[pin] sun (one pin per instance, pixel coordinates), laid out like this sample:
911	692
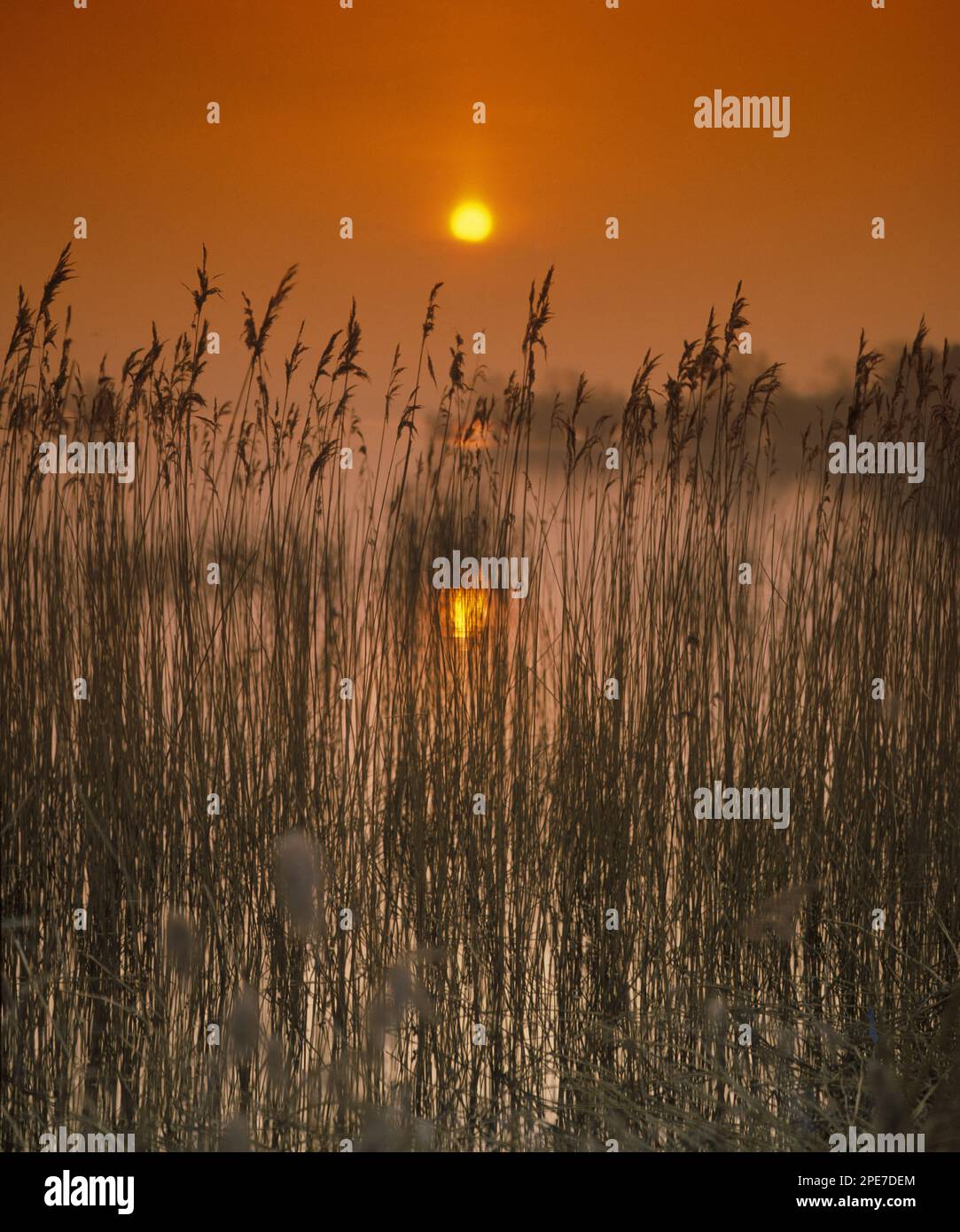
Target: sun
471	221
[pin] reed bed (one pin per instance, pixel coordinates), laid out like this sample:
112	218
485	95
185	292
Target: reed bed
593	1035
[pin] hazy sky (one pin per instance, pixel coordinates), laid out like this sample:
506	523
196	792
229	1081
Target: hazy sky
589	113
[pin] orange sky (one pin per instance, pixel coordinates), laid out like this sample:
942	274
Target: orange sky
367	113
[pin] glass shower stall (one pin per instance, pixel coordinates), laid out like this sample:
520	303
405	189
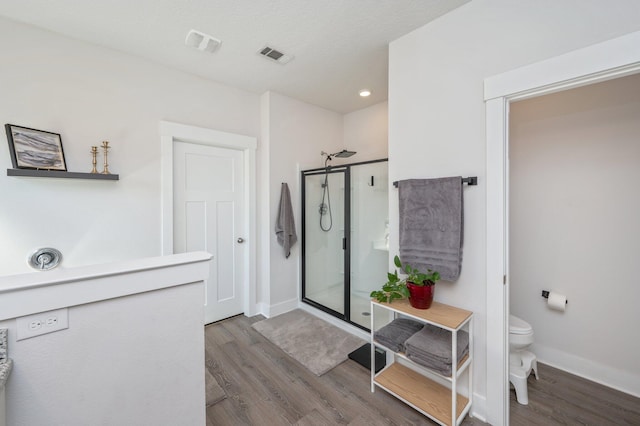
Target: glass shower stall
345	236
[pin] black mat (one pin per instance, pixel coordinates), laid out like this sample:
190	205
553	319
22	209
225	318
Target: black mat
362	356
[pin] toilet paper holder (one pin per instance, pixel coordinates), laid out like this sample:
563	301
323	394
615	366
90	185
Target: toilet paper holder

- **Instructions for the task**: Can you quote all of the items above word for word, leaving out the pictures?

- **Finished task**:
[pin] sun (one pin per instance, pixel coordinates), laid out like this sample:
911	692
Target: sun
471	221
[pin] reed bed (one pin per instance, pixel coordinates), laid out like this sample:
112	218
485	95
185	292
Target: reed bed
593	1035
[pin] hazy sky (one pin per instance, pixel coordinates), laid out like this sample:
506	523
196	792
229	1081
Target: hazy sky
589	113
[pin] orange sky (one pin per instance, pixel coordinates), laid out like this sample:
942	274
Target: orange sky
367	113
[pin] glass shower stall (one pin per instance, pixel coordinates), laid out like this sample:
520	303
405	189
Target: glass shower stall
345	236
[pin] black mat (one pin per instance, pixel coordinates), laid out like this sample:
190	205
553	319
22	209
225	318
Target: black mat
362	356
[pin] toilet paper holder (one pin per instance, pixel coordinates), laid out like this sample:
563	301
323	394
615	366
90	185
Target: toilet paper holder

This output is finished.